**Stated exercise 1:**
Answer these questions using the memoir passage about the narrator's father:
(a) Where was the bottle of nail polish?
(b) Roughly how often did the narrator give in about long hair?
(c) After about how many months does the narrator's hair shed?
**Stated exercise 2:** Proceed with the memoir passage about the narrator's father, writing on from its final sentence.

I would have liked Bear, I think, but I never met him— I knew him too late.
i,
There are many stories to tell of my father, the man-who-was-not-Bear. I never know which one to start with.
I once asked my mom if I could paint my nails red. I don't remember my mother wearing colored nail polish, it must have been a neighbor who I saw, and the idea enchanted me. And yet somehow, there was the bottle, right underneath the phone. It would have been so easy. But mom said no, dad would be furious. And we both knew that was the end of that.
I liked my hair long. My parents did not. They tolerated it, in the way that one tolerates such inconsequential teenage lashings-out. But the frequency of snide remarks would increase in proportion with its length, and roughly every 6 months I would give in.
(When I was older, I discovered that my hair actually would not get much longer than that. After about 9 months, I shed.)

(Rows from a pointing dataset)
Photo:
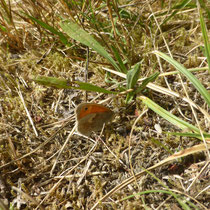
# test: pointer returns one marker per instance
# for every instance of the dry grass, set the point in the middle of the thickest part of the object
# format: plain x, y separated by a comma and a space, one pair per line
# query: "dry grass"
94, 167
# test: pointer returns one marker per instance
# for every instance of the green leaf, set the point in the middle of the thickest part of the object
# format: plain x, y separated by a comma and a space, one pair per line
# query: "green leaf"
168, 116
66, 84
132, 78
193, 135
117, 56
76, 32
152, 78
197, 84
205, 38
51, 29
182, 202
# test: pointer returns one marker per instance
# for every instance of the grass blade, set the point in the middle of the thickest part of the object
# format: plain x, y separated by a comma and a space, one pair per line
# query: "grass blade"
197, 84
65, 84
76, 32
168, 116
205, 38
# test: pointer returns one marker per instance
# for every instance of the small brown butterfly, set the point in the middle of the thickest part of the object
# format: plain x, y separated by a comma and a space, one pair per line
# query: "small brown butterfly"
91, 117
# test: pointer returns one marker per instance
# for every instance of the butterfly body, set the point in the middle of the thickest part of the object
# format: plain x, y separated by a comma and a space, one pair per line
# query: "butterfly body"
91, 117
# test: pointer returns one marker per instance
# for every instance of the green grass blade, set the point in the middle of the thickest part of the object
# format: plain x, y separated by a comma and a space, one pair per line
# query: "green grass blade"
132, 78
62, 37
205, 38
197, 84
149, 79
168, 116
76, 32
180, 201
66, 84
118, 58
193, 135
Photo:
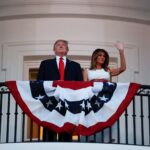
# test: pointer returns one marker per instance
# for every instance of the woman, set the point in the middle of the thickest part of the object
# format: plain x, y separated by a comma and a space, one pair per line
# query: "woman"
99, 70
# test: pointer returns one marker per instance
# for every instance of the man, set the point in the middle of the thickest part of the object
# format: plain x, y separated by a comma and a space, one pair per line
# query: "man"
59, 68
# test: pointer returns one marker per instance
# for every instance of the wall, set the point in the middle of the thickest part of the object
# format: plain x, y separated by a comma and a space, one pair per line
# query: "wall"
33, 37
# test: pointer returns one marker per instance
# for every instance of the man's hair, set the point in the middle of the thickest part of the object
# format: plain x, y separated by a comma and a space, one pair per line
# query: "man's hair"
61, 40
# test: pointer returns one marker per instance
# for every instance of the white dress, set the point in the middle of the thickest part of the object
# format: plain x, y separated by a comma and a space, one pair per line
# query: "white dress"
98, 74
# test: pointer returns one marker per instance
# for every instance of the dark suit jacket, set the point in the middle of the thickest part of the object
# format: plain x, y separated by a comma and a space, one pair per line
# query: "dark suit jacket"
49, 71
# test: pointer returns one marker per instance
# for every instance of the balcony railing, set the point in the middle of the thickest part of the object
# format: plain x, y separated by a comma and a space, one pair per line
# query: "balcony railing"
132, 128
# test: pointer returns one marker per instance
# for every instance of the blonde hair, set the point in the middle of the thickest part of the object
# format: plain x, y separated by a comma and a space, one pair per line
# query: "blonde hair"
61, 40
95, 54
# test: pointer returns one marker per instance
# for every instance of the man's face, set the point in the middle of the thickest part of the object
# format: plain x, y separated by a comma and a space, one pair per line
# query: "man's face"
60, 49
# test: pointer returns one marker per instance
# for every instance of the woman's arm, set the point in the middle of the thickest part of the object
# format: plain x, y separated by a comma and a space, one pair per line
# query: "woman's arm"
122, 68
85, 75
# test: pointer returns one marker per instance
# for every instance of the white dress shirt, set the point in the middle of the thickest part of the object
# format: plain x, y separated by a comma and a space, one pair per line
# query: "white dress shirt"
57, 60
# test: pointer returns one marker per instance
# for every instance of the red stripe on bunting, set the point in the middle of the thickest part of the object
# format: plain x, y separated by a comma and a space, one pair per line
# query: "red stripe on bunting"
68, 127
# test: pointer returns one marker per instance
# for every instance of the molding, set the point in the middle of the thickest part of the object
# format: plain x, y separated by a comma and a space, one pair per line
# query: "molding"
97, 9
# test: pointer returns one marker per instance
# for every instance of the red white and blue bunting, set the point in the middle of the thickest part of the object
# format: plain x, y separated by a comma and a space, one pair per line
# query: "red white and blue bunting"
75, 107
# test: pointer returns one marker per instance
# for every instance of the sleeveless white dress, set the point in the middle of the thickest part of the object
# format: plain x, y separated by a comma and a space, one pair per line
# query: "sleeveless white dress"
98, 74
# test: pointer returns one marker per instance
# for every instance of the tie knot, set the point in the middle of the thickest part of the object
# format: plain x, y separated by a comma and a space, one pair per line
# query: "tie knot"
60, 58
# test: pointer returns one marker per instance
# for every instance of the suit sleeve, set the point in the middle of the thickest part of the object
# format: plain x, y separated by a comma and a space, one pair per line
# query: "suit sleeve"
79, 75
41, 72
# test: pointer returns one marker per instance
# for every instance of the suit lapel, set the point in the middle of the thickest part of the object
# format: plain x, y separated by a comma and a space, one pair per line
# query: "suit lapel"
67, 66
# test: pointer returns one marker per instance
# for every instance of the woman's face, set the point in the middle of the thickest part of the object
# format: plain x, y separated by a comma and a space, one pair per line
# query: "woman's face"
101, 58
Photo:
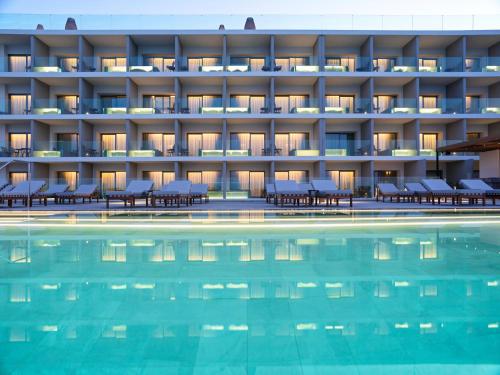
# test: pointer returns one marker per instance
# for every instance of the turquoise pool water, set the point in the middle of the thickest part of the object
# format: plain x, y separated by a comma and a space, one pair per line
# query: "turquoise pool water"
255, 293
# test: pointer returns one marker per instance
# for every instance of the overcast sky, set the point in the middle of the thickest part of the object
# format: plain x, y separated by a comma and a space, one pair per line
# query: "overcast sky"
252, 7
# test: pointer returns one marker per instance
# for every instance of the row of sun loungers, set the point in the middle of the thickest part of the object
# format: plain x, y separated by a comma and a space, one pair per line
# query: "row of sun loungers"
290, 192
435, 190
174, 193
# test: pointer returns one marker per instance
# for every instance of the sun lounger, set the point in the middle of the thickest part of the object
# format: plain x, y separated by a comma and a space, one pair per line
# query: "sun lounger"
87, 191
174, 192
288, 191
51, 192
135, 189
419, 191
199, 191
478, 184
23, 191
440, 189
327, 189
391, 191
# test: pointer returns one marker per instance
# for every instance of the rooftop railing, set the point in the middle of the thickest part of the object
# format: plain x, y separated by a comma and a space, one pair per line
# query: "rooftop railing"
263, 22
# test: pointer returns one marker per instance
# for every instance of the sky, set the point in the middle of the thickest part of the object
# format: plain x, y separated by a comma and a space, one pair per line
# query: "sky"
252, 7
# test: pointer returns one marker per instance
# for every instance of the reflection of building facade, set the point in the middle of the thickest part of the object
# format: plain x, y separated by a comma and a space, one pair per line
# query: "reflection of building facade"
234, 110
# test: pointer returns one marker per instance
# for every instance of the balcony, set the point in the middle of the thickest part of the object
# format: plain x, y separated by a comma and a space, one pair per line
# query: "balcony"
151, 64
438, 106
337, 105
440, 64
54, 106
396, 106
55, 149
53, 64
339, 147
385, 144
487, 64
398, 64
485, 106
307, 64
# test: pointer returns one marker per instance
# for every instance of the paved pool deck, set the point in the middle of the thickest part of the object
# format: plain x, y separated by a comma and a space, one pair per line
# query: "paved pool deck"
247, 205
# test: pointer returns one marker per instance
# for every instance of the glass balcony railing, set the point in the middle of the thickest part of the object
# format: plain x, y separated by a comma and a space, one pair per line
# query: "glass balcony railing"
103, 64
443, 106
399, 106
201, 64
150, 64
398, 148
342, 147
202, 106
484, 106
97, 149
53, 64
309, 106
53, 107
440, 64
398, 64
248, 64
357, 106
55, 149
108, 106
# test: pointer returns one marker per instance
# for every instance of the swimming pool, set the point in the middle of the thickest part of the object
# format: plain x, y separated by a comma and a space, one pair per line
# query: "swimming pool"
250, 293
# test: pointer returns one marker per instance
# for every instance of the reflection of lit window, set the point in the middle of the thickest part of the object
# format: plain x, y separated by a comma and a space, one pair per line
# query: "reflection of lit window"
117, 332
19, 255
114, 253
19, 293
382, 251
18, 334
428, 250
162, 254
428, 290
339, 290
288, 251
254, 252
205, 253
382, 290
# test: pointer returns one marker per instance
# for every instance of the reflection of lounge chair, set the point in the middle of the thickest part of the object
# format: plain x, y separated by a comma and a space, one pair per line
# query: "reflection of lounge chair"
23, 191
199, 191
477, 184
327, 189
135, 189
288, 191
51, 192
174, 192
418, 190
391, 191
440, 189
88, 191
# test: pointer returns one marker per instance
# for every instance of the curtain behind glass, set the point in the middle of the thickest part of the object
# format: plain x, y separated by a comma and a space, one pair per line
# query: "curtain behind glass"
19, 103
20, 140
17, 177
19, 63
194, 143
428, 101
428, 141
68, 177
281, 141
195, 103
282, 102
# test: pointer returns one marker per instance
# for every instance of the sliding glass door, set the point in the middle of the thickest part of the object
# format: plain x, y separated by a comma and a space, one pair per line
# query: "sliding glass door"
250, 181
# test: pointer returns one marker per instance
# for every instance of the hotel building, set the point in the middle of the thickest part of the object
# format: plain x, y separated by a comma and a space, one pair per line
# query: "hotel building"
236, 109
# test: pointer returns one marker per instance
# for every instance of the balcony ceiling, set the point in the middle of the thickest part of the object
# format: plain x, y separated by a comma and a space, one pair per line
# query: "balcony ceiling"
391, 41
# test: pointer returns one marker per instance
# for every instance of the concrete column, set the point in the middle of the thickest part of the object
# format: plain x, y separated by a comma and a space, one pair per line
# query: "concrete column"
131, 131
86, 54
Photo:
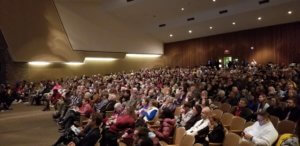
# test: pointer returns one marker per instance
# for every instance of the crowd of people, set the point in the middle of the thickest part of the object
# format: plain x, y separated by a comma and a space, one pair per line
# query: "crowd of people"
144, 103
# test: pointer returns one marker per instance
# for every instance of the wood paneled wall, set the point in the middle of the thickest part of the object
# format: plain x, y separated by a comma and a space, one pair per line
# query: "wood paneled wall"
278, 44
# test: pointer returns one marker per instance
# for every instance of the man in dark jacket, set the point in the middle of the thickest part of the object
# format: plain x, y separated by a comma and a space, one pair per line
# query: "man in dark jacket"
241, 110
292, 111
88, 137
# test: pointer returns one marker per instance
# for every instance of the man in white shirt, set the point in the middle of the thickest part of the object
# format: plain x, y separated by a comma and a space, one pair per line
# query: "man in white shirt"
201, 124
262, 132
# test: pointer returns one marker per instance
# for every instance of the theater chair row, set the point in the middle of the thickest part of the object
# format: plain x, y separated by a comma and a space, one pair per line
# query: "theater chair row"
181, 139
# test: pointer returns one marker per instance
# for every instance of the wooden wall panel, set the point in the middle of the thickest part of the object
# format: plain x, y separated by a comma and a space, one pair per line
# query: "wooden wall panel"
278, 44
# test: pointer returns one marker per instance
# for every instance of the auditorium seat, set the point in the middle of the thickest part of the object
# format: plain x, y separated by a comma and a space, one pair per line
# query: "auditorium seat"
286, 126
225, 107
226, 119
218, 113
274, 120
237, 125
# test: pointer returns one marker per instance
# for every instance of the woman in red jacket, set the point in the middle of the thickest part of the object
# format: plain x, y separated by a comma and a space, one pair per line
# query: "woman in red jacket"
167, 125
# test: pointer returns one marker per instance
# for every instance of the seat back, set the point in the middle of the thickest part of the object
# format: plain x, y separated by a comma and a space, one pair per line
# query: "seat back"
274, 120
246, 143
225, 107
218, 113
237, 123
179, 133
231, 139
247, 124
226, 119
286, 126
187, 140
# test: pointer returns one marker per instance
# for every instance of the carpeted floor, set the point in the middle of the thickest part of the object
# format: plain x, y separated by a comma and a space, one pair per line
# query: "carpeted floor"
27, 126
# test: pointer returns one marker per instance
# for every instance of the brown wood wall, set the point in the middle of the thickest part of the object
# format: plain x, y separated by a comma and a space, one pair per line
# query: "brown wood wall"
278, 44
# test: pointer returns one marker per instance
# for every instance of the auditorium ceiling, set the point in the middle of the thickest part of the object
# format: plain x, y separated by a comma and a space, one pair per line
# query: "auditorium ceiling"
154, 21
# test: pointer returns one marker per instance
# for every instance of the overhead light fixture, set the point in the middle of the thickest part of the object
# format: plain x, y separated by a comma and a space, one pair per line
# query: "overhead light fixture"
74, 63
39, 63
259, 18
99, 59
143, 55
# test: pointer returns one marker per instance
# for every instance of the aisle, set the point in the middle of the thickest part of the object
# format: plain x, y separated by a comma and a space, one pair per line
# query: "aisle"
27, 126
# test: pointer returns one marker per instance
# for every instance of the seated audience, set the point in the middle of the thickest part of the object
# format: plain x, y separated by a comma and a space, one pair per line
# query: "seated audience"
197, 109
87, 137
199, 129
275, 109
151, 112
123, 122
186, 114
167, 125
291, 112
216, 132
241, 110
262, 132
262, 103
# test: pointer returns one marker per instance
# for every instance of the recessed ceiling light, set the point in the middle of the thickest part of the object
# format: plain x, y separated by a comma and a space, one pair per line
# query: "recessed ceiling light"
259, 18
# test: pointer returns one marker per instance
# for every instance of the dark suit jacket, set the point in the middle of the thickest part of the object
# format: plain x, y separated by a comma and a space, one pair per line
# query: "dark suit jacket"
246, 113
190, 123
91, 138
294, 115
217, 135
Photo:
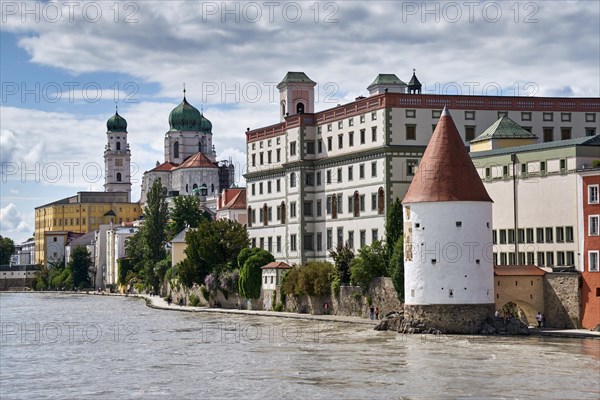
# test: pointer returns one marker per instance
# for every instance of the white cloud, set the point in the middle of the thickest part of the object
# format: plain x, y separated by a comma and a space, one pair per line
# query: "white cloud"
12, 221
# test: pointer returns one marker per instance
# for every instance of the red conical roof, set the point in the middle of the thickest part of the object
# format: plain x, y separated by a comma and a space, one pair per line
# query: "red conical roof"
446, 172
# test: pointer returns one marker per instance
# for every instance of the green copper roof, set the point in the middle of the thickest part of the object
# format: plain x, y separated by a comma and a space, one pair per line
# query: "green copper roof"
386, 79
414, 81
295, 77
186, 117
504, 128
116, 123
582, 141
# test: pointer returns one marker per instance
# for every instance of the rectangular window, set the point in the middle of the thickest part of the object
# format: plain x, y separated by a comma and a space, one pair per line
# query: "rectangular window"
549, 236
411, 132
593, 261
540, 235
548, 134
569, 234
593, 225
549, 258
308, 242
593, 194
560, 235
308, 208
541, 259
293, 242
293, 209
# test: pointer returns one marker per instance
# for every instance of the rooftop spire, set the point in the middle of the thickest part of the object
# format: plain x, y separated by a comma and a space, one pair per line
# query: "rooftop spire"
446, 172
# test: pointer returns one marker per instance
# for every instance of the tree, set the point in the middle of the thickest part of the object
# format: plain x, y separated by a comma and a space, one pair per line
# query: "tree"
7, 249
394, 226
186, 212
214, 247
79, 266
342, 259
251, 274
368, 264
396, 267
154, 234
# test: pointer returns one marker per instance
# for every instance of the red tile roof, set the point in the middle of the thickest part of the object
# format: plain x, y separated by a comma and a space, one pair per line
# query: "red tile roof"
197, 160
446, 172
234, 199
276, 265
166, 166
508, 270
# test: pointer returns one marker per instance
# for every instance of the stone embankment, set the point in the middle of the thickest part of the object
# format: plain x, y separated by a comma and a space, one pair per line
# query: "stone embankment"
395, 321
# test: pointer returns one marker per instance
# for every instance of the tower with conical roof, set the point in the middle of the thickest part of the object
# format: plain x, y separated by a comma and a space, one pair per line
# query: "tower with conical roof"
448, 238
189, 133
117, 157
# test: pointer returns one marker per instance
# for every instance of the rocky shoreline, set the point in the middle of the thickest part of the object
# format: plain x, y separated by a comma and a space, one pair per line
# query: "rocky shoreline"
395, 321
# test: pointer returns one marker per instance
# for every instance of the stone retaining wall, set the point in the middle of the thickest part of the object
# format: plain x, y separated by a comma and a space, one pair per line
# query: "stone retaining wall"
455, 318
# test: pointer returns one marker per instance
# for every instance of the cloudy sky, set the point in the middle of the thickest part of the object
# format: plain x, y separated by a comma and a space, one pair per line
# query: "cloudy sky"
65, 64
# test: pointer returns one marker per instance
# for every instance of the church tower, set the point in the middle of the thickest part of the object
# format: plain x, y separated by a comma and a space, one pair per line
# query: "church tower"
296, 95
449, 272
117, 157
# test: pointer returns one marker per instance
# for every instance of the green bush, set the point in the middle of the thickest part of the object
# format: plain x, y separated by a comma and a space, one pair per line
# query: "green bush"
194, 300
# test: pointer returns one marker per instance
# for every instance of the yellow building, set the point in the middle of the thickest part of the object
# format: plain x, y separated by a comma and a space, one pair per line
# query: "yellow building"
81, 213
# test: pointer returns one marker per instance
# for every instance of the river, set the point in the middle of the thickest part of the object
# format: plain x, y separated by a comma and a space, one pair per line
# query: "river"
79, 346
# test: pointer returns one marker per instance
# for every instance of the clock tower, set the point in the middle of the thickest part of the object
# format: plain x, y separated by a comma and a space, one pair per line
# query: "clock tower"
117, 157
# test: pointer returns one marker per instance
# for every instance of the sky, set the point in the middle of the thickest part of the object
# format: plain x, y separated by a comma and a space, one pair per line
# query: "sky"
66, 65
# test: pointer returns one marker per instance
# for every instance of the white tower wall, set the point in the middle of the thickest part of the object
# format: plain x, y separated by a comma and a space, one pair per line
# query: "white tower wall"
445, 263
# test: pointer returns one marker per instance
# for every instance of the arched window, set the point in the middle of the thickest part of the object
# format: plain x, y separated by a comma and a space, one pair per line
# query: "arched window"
334, 206
265, 216
380, 201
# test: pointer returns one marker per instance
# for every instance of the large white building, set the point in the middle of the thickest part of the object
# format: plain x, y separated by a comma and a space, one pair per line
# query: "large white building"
447, 238
190, 165
317, 180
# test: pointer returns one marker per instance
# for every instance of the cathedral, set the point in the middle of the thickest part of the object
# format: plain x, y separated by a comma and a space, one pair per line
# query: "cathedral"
190, 166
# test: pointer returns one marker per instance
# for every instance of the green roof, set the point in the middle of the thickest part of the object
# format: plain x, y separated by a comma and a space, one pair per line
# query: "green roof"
504, 128
295, 77
386, 79
583, 141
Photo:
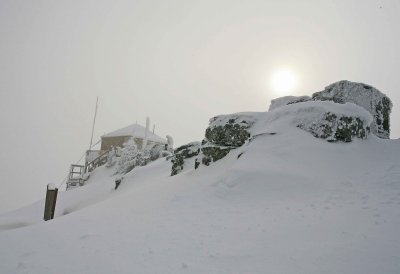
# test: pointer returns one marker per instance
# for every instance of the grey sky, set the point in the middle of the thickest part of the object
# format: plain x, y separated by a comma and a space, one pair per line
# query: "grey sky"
179, 62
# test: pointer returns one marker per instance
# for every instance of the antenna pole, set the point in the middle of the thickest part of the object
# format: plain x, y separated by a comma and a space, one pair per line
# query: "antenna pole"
94, 121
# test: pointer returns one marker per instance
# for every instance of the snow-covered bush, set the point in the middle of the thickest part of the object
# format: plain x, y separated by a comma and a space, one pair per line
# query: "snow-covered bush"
229, 130
131, 157
181, 153
225, 132
336, 128
365, 96
287, 100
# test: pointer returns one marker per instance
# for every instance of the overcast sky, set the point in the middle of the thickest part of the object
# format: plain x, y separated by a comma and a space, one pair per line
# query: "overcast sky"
179, 62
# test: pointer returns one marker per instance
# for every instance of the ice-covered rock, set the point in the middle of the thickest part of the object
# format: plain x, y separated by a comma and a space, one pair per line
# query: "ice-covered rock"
368, 97
287, 100
326, 120
181, 154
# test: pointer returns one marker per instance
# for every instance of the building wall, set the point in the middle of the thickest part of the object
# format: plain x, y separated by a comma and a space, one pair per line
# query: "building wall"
108, 142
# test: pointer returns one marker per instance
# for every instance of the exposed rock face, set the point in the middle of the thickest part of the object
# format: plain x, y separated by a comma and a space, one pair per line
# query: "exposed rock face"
181, 153
287, 100
224, 133
336, 128
368, 97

**Output 1:**
(a) Right underneath the phone.
(b) Roughly every 6 months.
(c) After about 9 months.

**Output 2:**
And if I could see you, I would see these stories fall lighter on your brow than on they lay on my psyche. And I would be suddenly tempted to strike cheap, to scowl forty-five and let sympathy roll in. But it’s too… it’s dehumanizing, and it’s not even narratively right— it doesn’t describe the heft of the uncertainty he left me with, any more than a dumbbell thrown at your face conveys the weight of a blanket.
The household I grew up in was reductivist when not mechanistic, and my childhood gave but scant framework to understand the impact of a thousand unremarkable moments. Still, human, I could not divert myself from the creation of my personal mythology, grasping at any explanation for those forces of parental nature. Nor from this private, shameful conclusion: that this love is, perhaps, conditional. Not necessarily. But the threat was there, and I, conflict-shy, colored inside the lines.
Dharys was 29 when my father died. Or maybe he was 2. (...let's not think too hard about that one.) In any case, my father never met Dharys, and for this alone I still grieve. In the dark I wonder if he ever had these feelings about Bear— this bridgeless chasm between us, etched in time. The quiet, tugging sadness that I would never know him as he was.
Perhaps he never could have, I reason, hopefully. Tieflings learn young, after all, how to hide. Perhaps Dharys can only live because not-Bear has died.
Or perhaps he knew me too early.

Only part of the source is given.